Prompt —
Transcribe each record below word for word.

=== Exercise materials ===

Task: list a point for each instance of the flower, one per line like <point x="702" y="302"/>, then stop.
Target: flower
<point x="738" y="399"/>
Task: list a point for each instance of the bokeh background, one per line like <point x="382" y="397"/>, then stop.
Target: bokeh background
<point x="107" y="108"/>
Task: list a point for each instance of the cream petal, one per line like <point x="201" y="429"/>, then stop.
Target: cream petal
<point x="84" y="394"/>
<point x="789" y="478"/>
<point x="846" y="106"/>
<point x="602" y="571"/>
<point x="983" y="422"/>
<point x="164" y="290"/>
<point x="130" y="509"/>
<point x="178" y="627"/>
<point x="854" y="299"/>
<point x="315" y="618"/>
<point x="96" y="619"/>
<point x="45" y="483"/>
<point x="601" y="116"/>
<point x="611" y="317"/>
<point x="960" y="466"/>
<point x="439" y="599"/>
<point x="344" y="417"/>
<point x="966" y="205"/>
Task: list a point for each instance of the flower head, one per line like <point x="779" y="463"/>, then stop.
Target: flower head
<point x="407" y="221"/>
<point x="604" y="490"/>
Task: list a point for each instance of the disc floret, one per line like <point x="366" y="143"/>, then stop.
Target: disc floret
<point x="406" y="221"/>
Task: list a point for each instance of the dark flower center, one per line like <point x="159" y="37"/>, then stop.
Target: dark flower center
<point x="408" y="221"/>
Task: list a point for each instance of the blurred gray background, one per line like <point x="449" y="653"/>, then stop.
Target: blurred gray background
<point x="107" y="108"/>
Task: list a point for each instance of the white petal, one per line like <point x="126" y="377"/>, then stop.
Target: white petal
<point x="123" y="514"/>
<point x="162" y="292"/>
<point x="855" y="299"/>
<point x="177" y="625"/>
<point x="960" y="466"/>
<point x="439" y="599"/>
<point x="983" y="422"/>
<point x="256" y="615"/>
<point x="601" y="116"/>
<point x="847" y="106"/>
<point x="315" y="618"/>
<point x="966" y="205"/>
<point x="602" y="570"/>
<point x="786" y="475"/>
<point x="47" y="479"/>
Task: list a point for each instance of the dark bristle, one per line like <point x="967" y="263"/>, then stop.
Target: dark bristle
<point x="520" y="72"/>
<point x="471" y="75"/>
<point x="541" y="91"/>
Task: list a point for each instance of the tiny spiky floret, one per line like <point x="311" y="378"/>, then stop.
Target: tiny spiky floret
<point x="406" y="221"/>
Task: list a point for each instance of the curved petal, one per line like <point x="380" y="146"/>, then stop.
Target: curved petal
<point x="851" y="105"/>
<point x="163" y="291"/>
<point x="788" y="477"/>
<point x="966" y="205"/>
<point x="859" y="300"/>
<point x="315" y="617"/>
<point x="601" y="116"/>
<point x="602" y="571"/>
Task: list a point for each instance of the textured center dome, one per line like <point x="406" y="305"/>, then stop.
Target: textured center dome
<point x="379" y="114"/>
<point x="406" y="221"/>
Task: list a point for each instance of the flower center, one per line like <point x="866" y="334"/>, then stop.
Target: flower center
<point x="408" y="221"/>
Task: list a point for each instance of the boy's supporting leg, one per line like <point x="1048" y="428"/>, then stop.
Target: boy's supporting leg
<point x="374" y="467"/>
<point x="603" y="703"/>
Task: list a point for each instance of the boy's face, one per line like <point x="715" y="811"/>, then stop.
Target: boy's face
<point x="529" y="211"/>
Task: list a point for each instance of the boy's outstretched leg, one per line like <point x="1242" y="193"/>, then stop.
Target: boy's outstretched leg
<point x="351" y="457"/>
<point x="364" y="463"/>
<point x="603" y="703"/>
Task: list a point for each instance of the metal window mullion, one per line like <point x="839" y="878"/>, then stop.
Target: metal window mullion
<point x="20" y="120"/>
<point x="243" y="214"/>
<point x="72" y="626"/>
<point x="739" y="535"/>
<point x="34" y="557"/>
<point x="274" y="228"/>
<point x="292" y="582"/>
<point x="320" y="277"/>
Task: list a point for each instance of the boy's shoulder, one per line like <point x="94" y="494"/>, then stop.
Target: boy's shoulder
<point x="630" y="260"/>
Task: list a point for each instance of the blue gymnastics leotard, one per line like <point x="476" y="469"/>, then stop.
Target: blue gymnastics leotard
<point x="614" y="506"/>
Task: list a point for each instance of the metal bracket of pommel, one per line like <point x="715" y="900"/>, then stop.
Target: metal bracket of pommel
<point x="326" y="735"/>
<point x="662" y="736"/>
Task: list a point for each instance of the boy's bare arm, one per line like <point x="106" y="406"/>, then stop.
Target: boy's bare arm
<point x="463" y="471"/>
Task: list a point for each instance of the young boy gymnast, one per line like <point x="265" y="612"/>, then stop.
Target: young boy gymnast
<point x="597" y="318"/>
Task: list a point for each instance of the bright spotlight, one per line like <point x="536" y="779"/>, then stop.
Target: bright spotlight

===

Answer for this exercise —
Task: list a point for each instance of the flower, one per line like <point x="702" y="302"/>, then stop.
Target: flower
<point x="738" y="399"/>
Task: list a point for each instance of the bokeh background, one per line like <point x="382" y="397"/>, then stop.
Target: bokeh background
<point x="107" y="108"/>
Task: list a point for each instance of the cream petal, one per line like <point x="201" y="429"/>, then stop.
Target: cream petal
<point x="84" y="394"/>
<point x="789" y="478"/>
<point x="846" y="106"/>
<point x="602" y="571"/>
<point x="983" y="422"/>
<point x="164" y="290"/>
<point x="130" y="509"/>
<point x="178" y="627"/>
<point x="854" y="299"/>
<point x="315" y="618"/>
<point x="96" y="619"/>
<point x="45" y="483"/>
<point x="601" y="116"/>
<point x="611" y="317"/>
<point x="960" y="466"/>
<point x="439" y="599"/>
<point x="344" y="417"/>
<point x="966" y="205"/>
Task: list a point for each instance of the flower head, one per line like <point x="779" y="463"/>, then stop.
Target: flower head
<point x="407" y="221"/>
<point x="604" y="490"/>
Task: list a point for each instance of the disc floret, one per line like <point x="366" y="143"/>, then stop.
Target: disc floret
<point x="406" y="221"/>
Task: list a point for each instance of the dark flower center, one per line like <point x="159" y="37"/>, then stop.
Target: dark flower center
<point x="408" y="221"/>
Task: list a point for each instance of the blurred gray background, one per line like <point x="449" y="653"/>, then stop.
Target: blurred gray background
<point x="107" y="108"/>
Task: list a point for each instance of the white petal, one per line like <point x="126" y="377"/>, then stop.
Target: white petal
<point x="123" y="514"/>
<point x="162" y="292"/>
<point x="855" y="299"/>
<point x="177" y="625"/>
<point x="960" y="466"/>
<point x="439" y="599"/>
<point x="983" y="422"/>
<point x="256" y="615"/>
<point x="601" y="116"/>
<point x="847" y="106"/>
<point x="315" y="618"/>
<point x="966" y="205"/>
<point x="602" y="570"/>
<point x="786" y="475"/>
<point x="47" y="479"/>
Task: list a point for each instance of the dark bristle, one per line like <point x="967" y="263"/>, then stop.
Target: dark bristle
<point x="520" y="72"/>
<point x="471" y="75"/>
<point x="541" y="91"/>
Task: list a point for each instance of the tiny spiky floret, one per line like <point x="311" y="378"/>, then stop.
Target: tiny spiky floret
<point x="406" y="221"/>
Task: list a point for each instance of the curved petal, one per line like <point x="380" y="146"/>, then stop.
Target: curved petal
<point x="851" y="105"/>
<point x="163" y="291"/>
<point x="788" y="477"/>
<point x="966" y="205"/>
<point x="859" y="300"/>
<point x="315" y="617"/>
<point x="601" y="116"/>
<point x="602" y="571"/>
Task: list a point for each instance of the textured center dome, one per line like <point x="406" y="305"/>, then stop.
Target: textured center dome
<point x="379" y="114"/>
<point x="406" y="221"/>
Task: list a point for each instance of the flower center, one per line like <point x="866" y="334"/>, then stop.
Target: flower center
<point x="408" y="221"/>
Task: list a point for each instance of the boy's supporting leg, one per line like <point x="1048" y="428"/>, then stop.
Target: boy's supporting leg
<point x="374" y="467"/>
<point x="603" y="703"/>
Task: list a point for each instance of the boy's face, one per line like <point x="715" y="811"/>, then stop.
Target: boy's face
<point x="529" y="211"/>
Task: list a point for each instance of the boy's outstretched leg, one per line like <point x="1242" y="193"/>, then stop.
Target: boy's outstretched leg
<point x="351" y="457"/>
<point x="364" y="463"/>
<point x="603" y="703"/>
Task: list a point for each instance of the metal window mullion, one per line like <point x="839" y="878"/>, then stop.
Target: metal window mullion
<point x="20" y="120"/>
<point x="243" y="214"/>
<point x="72" y="626"/>
<point x="739" y="535"/>
<point x="34" y="557"/>
<point x="274" y="228"/>
<point x="292" y="582"/>
<point x="320" y="277"/>
Task: list a point for each instance of the boy's shoulder, one per line like <point x="94" y="494"/>, then stop.
Target: boy's shoulder
<point x="630" y="260"/>
Task: list a point for each instance of the blue gymnastics leotard, one per line like <point x="476" y="469"/>, then stop.
Target: blue gymnastics leotard
<point x="614" y="506"/>
Task: list a point for each instance of the metal bracket of pommel, one per line like <point x="715" y="900"/>, then stop.
Target: metal bracket of pommel
<point x="326" y="735"/>
<point x="662" y="736"/>
Task: list a point for each instance of the boy's bare arm, one per line like <point x="106" y="406"/>, then stop.
Target: boy's bare arm
<point x="463" y="471"/>
Task: list a point for each instance of the young boy gymnast, one per line like <point x="265" y="612"/>, then stop.
Target: young boy gymnast
<point x="597" y="318"/>
Task: list a point for each instance of the bright spotlight, one per line like <point x="536" y="779"/>, then stop.
Target: bright spotlight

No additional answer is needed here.